> [GOAL]: Starting with the line that contains "Can you find the modern", reproduce each line through the end of the entries exactly as written.

** Start of RECORDS FOR THIS TASK **

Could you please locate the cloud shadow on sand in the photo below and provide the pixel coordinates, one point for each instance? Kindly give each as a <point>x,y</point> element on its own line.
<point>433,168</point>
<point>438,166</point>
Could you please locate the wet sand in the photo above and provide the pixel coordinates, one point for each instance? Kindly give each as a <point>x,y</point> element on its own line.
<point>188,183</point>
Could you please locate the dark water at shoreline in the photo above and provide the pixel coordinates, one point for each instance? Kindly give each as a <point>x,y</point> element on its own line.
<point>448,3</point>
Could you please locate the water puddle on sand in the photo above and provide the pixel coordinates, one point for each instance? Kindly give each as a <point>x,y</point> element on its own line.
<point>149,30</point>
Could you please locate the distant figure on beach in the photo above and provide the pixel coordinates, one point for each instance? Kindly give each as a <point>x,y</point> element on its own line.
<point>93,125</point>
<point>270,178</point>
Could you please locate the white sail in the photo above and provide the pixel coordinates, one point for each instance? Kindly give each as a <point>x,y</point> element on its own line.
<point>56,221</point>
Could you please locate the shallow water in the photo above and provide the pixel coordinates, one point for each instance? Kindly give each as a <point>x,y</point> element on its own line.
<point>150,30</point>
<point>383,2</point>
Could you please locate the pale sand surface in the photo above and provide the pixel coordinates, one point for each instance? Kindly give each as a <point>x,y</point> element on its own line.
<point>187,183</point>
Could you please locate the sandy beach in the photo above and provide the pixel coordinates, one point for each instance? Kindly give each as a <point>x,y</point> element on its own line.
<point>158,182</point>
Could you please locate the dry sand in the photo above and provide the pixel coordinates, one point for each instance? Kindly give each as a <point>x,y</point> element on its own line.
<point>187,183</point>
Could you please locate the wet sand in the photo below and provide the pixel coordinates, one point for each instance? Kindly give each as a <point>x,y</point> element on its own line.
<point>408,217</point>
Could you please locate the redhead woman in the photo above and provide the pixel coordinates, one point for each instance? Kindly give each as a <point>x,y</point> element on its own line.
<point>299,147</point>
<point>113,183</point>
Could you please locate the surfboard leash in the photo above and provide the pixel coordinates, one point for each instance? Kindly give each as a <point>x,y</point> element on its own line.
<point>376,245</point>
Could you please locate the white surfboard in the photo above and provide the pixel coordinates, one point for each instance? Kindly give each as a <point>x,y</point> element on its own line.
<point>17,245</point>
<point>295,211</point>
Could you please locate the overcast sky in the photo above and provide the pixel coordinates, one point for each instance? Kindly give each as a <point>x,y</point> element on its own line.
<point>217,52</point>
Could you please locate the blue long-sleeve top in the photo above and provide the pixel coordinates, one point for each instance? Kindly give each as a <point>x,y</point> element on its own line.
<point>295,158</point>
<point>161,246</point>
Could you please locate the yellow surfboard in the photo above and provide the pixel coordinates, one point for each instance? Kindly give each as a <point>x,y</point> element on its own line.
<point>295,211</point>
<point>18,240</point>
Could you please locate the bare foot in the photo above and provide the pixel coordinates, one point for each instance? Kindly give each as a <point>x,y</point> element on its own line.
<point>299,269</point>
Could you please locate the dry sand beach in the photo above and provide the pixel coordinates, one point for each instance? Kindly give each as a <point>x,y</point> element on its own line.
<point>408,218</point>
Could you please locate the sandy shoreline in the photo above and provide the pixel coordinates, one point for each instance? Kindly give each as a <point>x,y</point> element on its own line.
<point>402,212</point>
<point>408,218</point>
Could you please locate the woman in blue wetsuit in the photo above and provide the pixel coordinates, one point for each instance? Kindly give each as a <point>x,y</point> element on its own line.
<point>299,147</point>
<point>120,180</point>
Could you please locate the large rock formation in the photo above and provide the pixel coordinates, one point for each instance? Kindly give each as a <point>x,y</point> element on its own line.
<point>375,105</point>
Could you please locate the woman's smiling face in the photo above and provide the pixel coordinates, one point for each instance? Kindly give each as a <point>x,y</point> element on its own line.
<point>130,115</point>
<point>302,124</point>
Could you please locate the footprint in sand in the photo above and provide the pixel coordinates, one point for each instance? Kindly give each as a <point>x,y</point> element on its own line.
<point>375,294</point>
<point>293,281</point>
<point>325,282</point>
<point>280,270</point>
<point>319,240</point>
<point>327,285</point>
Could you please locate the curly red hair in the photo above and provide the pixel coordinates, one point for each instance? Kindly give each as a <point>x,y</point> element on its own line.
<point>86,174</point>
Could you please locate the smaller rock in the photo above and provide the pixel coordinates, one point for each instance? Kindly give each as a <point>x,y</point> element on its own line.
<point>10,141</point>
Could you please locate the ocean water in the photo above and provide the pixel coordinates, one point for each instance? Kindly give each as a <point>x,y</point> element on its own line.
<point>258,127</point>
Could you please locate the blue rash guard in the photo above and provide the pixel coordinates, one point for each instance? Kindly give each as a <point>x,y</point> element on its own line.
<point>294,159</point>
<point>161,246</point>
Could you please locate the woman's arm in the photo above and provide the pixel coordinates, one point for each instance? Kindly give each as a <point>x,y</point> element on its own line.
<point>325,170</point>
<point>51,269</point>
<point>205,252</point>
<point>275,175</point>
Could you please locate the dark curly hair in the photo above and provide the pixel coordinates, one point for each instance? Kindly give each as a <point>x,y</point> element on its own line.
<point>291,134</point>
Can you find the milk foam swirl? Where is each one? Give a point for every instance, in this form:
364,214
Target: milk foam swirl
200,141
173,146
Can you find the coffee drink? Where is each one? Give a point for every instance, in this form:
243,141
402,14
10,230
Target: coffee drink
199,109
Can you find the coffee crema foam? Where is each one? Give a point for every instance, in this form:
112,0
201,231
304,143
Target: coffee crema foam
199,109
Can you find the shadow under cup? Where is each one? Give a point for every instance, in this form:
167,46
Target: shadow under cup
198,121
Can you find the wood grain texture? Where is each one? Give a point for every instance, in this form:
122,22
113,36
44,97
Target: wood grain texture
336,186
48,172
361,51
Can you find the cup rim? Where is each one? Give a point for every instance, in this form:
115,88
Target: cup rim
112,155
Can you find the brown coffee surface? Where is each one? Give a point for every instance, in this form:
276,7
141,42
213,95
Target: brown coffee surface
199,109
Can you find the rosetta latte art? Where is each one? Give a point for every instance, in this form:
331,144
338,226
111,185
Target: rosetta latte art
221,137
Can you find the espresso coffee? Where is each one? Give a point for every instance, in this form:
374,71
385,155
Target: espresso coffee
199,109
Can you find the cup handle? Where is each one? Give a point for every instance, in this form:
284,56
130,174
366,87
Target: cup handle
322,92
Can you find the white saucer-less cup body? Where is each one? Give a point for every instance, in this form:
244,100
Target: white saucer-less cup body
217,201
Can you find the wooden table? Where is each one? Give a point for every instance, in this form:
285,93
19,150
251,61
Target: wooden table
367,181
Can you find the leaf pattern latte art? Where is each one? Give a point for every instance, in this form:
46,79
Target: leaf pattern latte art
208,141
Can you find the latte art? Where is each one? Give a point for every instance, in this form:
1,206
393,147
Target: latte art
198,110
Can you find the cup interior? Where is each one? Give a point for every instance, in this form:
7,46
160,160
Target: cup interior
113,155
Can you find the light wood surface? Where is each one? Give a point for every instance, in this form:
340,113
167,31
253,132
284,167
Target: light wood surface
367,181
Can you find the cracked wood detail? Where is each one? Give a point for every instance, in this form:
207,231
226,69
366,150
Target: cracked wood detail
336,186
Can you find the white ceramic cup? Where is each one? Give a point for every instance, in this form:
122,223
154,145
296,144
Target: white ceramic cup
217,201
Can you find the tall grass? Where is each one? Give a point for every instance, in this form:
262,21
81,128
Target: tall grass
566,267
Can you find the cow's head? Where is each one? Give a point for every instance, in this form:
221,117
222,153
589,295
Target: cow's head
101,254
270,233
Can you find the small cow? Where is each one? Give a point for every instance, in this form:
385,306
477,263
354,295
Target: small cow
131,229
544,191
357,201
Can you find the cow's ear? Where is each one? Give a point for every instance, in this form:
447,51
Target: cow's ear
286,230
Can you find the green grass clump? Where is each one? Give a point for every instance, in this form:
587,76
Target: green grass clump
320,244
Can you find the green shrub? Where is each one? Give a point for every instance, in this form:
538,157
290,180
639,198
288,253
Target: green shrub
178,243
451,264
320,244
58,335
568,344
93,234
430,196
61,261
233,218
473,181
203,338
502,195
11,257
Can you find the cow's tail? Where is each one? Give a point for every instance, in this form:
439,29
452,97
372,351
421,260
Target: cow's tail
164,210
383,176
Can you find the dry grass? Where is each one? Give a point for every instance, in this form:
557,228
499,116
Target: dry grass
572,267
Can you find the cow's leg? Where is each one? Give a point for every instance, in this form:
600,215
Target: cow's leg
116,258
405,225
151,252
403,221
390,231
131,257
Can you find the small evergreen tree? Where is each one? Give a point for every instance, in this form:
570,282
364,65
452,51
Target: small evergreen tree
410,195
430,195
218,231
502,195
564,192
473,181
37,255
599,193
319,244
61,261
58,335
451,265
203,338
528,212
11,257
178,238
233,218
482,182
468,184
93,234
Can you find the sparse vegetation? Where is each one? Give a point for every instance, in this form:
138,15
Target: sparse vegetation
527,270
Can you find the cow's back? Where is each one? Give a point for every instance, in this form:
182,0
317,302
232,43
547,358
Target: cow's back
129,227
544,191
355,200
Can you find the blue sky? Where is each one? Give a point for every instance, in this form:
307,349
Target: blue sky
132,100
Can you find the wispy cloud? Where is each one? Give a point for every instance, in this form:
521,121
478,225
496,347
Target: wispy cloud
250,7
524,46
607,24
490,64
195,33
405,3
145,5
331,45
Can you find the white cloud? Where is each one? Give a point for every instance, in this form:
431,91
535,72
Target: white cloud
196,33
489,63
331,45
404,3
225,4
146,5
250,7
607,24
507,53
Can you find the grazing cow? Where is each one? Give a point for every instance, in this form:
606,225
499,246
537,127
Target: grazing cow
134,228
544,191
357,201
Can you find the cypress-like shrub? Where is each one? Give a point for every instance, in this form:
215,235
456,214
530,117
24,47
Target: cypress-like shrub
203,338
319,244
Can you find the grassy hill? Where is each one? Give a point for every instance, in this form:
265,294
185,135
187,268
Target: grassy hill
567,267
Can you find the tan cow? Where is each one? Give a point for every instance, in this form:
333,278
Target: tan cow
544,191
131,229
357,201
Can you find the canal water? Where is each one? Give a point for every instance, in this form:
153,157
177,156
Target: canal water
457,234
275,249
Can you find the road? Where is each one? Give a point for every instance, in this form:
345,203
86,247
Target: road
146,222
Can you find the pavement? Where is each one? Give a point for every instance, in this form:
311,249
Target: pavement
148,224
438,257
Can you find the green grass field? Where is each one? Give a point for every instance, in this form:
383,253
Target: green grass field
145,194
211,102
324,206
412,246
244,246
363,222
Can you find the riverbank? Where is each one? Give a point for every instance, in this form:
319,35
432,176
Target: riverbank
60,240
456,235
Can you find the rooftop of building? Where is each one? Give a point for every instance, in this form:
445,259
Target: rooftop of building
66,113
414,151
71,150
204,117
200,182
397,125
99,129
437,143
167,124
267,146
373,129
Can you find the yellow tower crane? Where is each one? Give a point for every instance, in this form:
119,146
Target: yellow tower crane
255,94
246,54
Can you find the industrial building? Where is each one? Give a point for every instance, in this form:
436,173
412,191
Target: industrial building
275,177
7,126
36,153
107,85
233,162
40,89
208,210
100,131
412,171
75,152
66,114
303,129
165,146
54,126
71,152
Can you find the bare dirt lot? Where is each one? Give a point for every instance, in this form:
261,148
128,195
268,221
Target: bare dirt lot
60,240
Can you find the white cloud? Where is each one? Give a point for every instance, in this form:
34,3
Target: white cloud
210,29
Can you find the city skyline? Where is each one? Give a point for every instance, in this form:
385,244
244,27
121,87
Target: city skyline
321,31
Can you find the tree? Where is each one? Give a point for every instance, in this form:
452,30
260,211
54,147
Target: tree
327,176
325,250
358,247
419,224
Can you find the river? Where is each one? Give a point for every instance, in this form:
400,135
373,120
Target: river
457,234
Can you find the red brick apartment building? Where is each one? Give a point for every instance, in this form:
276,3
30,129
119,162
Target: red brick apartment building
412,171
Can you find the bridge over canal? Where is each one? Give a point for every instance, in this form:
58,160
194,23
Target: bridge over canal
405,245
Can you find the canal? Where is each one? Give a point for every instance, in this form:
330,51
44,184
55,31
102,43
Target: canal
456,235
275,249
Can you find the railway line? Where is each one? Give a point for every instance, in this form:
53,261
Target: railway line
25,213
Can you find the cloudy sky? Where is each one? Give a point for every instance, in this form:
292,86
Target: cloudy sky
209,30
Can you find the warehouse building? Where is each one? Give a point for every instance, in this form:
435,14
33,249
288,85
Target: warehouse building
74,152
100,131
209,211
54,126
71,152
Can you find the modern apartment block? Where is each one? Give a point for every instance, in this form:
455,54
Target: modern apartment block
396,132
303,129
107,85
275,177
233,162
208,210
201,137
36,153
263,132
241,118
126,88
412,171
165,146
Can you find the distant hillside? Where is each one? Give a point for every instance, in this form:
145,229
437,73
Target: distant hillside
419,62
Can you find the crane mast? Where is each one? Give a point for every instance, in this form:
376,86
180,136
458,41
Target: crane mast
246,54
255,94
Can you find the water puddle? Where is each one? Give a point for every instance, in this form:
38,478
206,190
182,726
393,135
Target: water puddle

** End of RECORDS FOR THIS TASK **

> [FINAL ANSWER]:
Can you find the modern apartment block? Where is each one? Give a point for every instance, in this form:
455,54
Target: modern apartment block
396,132
303,129
107,85
275,177
233,162
208,210
201,137
36,153
263,132
241,118
126,88
412,171
165,146
Can you find the distant hillside? Where is each one? Give a point for every instance, in this form:
145,229
437,73
Target: distant hillside
419,62
Can you find the crane mast? Where is each one? Give a point for every instance, in this form:
376,86
180,136
458,41
Target: crane mast
246,54
255,94
Can you find the water puddle? Where is each one? Give a point for every instance, in this form:
38,478
206,190
182,726
393,135
Target: water puddle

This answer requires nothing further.